# SUPPLIED INFORMATION
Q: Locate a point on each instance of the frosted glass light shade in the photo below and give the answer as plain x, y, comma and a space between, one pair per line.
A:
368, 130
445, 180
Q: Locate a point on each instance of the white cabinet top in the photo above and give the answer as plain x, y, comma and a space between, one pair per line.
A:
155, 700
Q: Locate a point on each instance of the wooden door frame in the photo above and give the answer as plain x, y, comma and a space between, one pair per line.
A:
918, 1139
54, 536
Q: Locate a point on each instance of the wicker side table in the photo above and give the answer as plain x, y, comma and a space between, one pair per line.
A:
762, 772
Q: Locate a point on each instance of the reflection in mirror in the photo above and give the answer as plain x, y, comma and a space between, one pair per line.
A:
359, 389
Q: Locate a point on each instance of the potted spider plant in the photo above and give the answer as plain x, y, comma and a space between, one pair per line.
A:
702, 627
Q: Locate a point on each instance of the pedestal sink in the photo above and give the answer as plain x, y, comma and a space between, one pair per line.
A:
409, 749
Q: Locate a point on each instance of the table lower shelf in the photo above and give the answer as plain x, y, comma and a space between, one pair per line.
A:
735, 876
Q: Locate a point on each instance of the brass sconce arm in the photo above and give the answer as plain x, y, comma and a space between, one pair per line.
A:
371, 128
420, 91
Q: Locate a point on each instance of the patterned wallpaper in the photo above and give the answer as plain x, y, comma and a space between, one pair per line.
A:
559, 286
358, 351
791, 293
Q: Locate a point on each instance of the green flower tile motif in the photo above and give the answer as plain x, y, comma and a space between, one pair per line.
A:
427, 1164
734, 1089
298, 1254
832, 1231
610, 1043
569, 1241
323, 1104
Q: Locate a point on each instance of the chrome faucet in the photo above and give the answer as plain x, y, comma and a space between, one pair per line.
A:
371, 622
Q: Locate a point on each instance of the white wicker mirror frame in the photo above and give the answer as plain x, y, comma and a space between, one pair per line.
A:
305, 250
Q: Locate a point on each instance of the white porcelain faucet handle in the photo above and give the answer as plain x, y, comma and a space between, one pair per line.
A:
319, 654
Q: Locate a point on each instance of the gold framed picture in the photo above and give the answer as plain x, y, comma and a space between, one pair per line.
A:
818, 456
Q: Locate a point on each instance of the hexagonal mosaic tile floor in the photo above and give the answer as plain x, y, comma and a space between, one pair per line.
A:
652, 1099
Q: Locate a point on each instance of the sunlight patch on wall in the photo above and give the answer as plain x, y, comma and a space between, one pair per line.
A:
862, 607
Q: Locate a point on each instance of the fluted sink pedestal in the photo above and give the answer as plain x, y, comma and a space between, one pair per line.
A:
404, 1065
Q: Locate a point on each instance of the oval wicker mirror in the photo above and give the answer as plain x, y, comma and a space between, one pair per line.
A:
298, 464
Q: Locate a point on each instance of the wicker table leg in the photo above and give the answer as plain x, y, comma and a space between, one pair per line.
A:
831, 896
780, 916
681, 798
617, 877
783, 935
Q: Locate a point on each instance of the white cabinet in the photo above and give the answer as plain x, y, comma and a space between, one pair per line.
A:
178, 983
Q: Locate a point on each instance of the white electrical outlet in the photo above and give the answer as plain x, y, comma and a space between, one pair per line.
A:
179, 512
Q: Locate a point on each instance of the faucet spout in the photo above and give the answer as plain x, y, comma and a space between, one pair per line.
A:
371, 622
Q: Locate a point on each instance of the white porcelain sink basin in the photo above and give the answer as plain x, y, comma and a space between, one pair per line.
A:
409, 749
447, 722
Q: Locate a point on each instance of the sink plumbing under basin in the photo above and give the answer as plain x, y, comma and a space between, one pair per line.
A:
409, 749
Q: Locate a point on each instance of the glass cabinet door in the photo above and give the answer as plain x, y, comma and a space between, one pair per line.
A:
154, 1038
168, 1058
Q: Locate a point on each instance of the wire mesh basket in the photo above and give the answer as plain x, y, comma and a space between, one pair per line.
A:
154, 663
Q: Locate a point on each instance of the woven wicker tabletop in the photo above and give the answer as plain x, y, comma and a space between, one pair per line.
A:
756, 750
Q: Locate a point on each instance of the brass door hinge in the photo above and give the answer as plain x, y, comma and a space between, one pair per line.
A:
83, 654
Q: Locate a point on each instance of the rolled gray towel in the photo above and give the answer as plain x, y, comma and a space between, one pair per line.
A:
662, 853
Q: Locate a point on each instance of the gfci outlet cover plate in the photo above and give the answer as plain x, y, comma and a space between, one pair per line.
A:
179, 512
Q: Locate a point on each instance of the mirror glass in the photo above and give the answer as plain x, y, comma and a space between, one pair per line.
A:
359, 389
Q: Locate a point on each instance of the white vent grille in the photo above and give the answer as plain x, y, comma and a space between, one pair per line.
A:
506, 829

# PROBLEM TO WORK ON
An exact copy of the listing is what's needed here.

# REPLY TO THE EXERCISE
Q: Locate a point on each instance of the frosted glass light shade in the photo below and give the answer as plain x, y, comma and a space between, one pair per line.
A:
368, 130
445, 180
Q: Locate a point on each instance of the white cabinet top in the photo above and give the answer as plain x, y, comma and a space between, one pair per line.
A:
155, 700
Q: Locate a point on each instance of the wooden door frame in the photo above and give the answer as plain x, y, comma and a space between, one pair per line.
A:
918, 1139
54, 536
Q: Locate a point on each instance of the wicker side table in the photo above and give the answer as plain x, y, comma and a space between, one pair per line.
A:
762, 772
Q: Locate a point on each instance of the reflection in mirror in the photo above and give the answer as plain x, y, comma and a space between, one pair per line.
A:
359, 389
Q: Locate a point on each instance of the potted spider plant in the photo above and give the answer as plain x, y, comma and a space between, one pair per line.
A:
702, 627
Q: Locate a point on each instance of the pedestal sink in the photo above and give the answer as plain x, y, comma and a space between, one pair per line.
A:
409, 749
Q: Locate a point on each instance of the table lower shelf in the photo above and give the answer as plain x, y, comma and a space between, one pair per line.
A:
735, 876
Q: Locate a point on each instance of the brass sconce arm in the photo above and give the answer as plain x, y, comma and a space between, one pair per line.
A:
371, 128
420, 91
Q: Locate a point on each instance of the patterned wallpaper in the photo above and give the answer as plain x, y, comma and a space between, one pair per line.
A:
559, 286
358, 351
791, 293
Q: Locate a point on each instance of the green flower tile motif in the photo above and give the answer as plain x, y, comma and a space between, one pair per line.
A:
427, 1164
734, 1089
298, 1254
832, 1231
610, 1043
569, 1241
323, 1104
Q: Locate a point on each instance of the chrome faucet in the photo above and give the answer as plain x, y, comma and a space between, one pair per line.
A:
371, 622
Q: Locate a point on each instance of the white wicker mirror frame in the photo above and give the answer as plain x, y, comma and a space between, one pair per line.
A:
305, 250
Q: Locate a point on each instance of the white porcelain faucet handle in the photo above and give the answer as plain x, y, comma and a space between, one pair per line.
A:
319, 654
Q: Locate a point on each instance of the gold framed picture in the photo above and give the answer as plain x, y, comma and a space between, one pair per line.
A:
818, 456
Q: Locate a point on each instance of the hexagonal mosaic tile floor in the photo above and give the answer as plain x, y, comma and a space between, one pair per line.
A:
652, 1099
Q: Locate a point on each instance of the sunlight patch on wall in the photo above and give the answer as plain x, y, comma and a space between, one pair per line.
A:
862, 607
Q: Locate a point on each instance of the fluted sink pedestal in the photo above and give the answer as plain x, y, comma and a space between, one pair per line.
A:
404, 1065
Q: Locate a point on each instance of the oval wicker mirror in the photo above and give the answer as plain x, y, comma and a space between, one pair per line.
A:
298, 464
Q: Locate a point on each instance of the wicker table leg in the photo above and give the answer as plain x, y, comma and a space between, one pair per line.
A:
831, 896
780, 916
681, 798
617, 877
783, 935
Q: Locate a point on each instance of the white cabinet in the photo above and give the answer as plain x, y, comma and a space between, one pair per line.
A:
178, 983
Q: Locate a point on each instance of the white electrical outlet in the photo above and give the answer as plain x, y, comma and a space between, one pair per line.
A:
179, 512
Q: Locate a point on each instance of the faucet spout in the photo above and give the answer as plain x, y, comma and a space between, one pair per line.
A:
371, 622
Q: Locate a point on each instance of the white porcelain sink basin in the photo above and give the answer as plain x, y, comma and a space between, one pair per line.
A:
409, 749
447, 722
Q: Locate a point on each instance of the sink plumbing under basin in the photo above and give the answer as plain x, y, comma and a space between, one pair per line.
A:
409, 749
Q: Locate a point on each instance of the glass cabinet door in the photo above and give the answer as plain x, y, comma and a space between, one pair per line.
A:
154, 1038
168, 1058
Q: Locate a point on each instance of the wire mesh basket in the photo above and give the answer as plain x, y, comma and a space between, one pair per line.
A:
154, 663
Q: Locate a point on each instance of the woven wicker tabletop in the photo above and give the answer as plain x, y, comma and a space between, one pair per line.
A:
756, 750
Q: Locate a point on each instance of the brass door hinge in the photo above and give the answer as plain x, y, comma and a space between, one pair per line.
A:
83, 654
Q: Locate a point on each instance of the rolled gray towel in the photo above and give the answer as plain x, y, comma and a space between, one pair per line.
A:
662, 853
Q: Locate a point on each instance of the gfci outlet cover plate in the photo above and give the answer as plain x, y, comma and a space between, one pair per line.
A:
179, 512
Q: Locate a point on each instance of the mirror glass in the photo above and give the answer as plain x, y, comma and a space between, one pair per line.
A:
359, 389
Q: Locate a point on each instance of the white vent grille in the photo above and give the answer as plain x, y, comma and a space between, one pair per line.
A:
506, 829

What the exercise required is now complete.